Set problem 1 => List every person named in the passage about PRS guitars.
Set problem 2 => According to the passage about PRS guitars, how many Silver Sky guitars are currently on back order?

Page extract =>
++++++++++++++++++++
There’s no denying the Strat influence, but to call the Silver Sky a “copy” doesn’t do it justice either. The instrument and all its components, from a unique bridge and jack plate to the pick-ups, to the distinctive scoop on the lower horn, were designed from the ground up. While the Silver Sky bears little outward resemblance to the “core” PRS line of guitars, it shares the same playability and build quality. This explains the positive reviews. Tim Pierce, a top L.A. studio guitarist, provides a compelling and unsolicited endorsement in a widely viewed YouTube video, where he compares the Silver Sky favorably to a $20,000 vintage instrument.
How well has the Silver Sky been accepted? There are currently over 4,000 on back order, and it contributed to a 27% sales gain at PRS in 2017. Jack Higginbotham COO, says “It’s almost like we’ve gotten into a new business. It’s expanded our customer base.” Demand for the guitar continues unabated, putting PRS revenues on track to advance 20% to $60 million in 2018. For President Jamie Mann, staffing up to keep pace with the increased demand has become a daily challenge. “It takes six weeks to three months to get people on the factory floor up to speed,” he says. “A major focus of ours is attracting and retaining people.”
“We're reaping the results
of seeds we planted
several years ago.”
Paul Smith has always maintained that great guitars are the result of a multitude of well executed details. Similarly, while the Silver Sky is a bright spot, he attributes his company’s current upward trajectory to number of policies and practices adopted over the past decade. “We’re reaping the results of seeds we planted several years ago,” he says. Among these “seeds,” he points to a revised pricing structure that improved relationships with retailers, a revamped line of imported acoustic guitars, and the addition of lower-priced U.S.-made instruments in the form of the S2 Series. However, the most important component driving the company’s current fortunes is a relentless emphasis on quality, which he defines as “building guitars that are ready, right out of the case, for stage or studio.” It’s why production of premium Private Stock guitars are at an all-time high, why sales of the “core” line of U.S. built guitars are up about 45% of the past three years, and why the imported SE line has posted an 85% sales gain in the same time frame.
PRS has an unusual approach to production quality that has evolved organically from the company’s earliest days as a small workshop shop in Annapolis. Higginbotham, who was one of the first employees, working in the sanding department, relates, “In those days, we couldn’t afford a separate quality assurance team so quality control became everyone’s job. If someone handed me a body to sand that wasn’t right, it was my job to flag the problem and get it fixed.” PRS now has a well-staffed quality control team that inspects incoming raw materials and gives each guitar a thorough inspection prior to shipment. Yet, each of the 220 employees on the factory floor continue to view themselves as integral to the quality process. Their attention to detail at every step of the production process is the major reason why PRS guitars get such high marks among players and retailers. Jim Cullen, who directs sales, explains, “We make sure we don’t build ‘boomerang’ guitars. Our goal is to ship them perfect so they don’t come back.”
++++++++++++++++++++
Records supplied =>
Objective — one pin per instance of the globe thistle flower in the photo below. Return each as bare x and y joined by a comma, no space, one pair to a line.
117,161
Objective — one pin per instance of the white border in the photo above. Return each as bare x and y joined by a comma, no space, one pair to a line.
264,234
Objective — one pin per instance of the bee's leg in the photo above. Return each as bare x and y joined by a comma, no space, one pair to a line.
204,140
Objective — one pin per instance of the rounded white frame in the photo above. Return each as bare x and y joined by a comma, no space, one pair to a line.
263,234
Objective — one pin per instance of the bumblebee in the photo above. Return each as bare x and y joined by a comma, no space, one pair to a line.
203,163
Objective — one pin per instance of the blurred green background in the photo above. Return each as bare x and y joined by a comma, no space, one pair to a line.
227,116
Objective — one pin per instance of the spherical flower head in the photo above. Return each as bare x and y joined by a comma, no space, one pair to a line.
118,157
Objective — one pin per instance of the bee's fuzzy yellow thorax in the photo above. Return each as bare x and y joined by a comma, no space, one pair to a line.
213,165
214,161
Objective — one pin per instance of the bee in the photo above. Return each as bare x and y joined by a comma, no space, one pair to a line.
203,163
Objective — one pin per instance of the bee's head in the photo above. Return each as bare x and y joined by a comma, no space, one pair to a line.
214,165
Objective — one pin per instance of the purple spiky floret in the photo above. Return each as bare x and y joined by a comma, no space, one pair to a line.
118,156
++++++++++++++++++++
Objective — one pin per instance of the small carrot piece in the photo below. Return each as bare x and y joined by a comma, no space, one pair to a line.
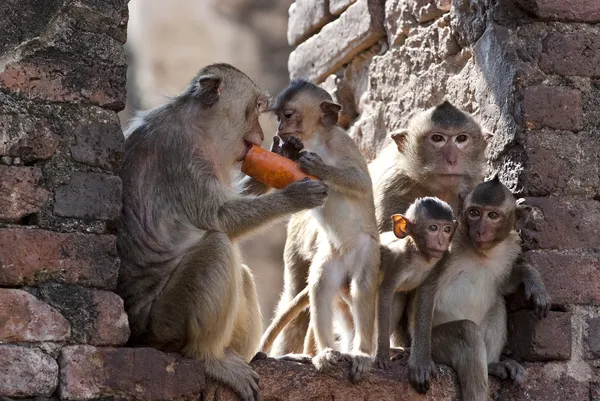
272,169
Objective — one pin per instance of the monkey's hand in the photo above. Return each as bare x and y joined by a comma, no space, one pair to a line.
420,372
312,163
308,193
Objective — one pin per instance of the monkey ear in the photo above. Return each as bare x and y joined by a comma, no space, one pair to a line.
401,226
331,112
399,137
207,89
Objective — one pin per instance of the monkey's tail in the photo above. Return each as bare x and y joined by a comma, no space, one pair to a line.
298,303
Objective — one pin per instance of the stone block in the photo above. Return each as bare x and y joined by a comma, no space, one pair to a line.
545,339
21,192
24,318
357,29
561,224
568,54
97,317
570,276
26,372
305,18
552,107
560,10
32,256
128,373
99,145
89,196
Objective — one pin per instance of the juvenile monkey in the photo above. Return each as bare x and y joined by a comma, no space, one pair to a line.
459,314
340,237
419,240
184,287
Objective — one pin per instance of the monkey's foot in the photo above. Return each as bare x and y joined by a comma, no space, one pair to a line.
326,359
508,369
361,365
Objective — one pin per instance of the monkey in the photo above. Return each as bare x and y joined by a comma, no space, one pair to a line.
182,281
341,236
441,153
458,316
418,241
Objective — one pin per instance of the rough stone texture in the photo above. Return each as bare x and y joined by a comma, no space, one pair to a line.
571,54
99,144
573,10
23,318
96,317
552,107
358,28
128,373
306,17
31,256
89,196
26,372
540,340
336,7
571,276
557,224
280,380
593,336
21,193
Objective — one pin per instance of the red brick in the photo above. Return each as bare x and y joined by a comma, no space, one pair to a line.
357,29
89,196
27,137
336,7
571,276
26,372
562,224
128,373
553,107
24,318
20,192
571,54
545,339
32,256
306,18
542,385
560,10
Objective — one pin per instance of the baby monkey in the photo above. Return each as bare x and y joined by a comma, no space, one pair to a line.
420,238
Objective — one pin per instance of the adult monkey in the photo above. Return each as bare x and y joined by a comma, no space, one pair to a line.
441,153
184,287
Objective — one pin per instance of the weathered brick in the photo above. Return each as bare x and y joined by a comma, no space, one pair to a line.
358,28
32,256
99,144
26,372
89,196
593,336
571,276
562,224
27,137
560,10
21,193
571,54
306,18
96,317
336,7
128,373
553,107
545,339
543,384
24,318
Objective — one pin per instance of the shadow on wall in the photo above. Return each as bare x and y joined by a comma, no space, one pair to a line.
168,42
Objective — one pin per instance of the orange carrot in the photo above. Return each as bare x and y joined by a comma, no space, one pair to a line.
++++++++++++++++++++
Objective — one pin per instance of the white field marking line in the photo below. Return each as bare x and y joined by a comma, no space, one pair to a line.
++++++++++++++++++++
Problem solution 1 => Tim Pierce, Jack Higginbotham, Jamie Mann, Paul Smith, Jim Cullen

Problem solution 2 => Over 4,000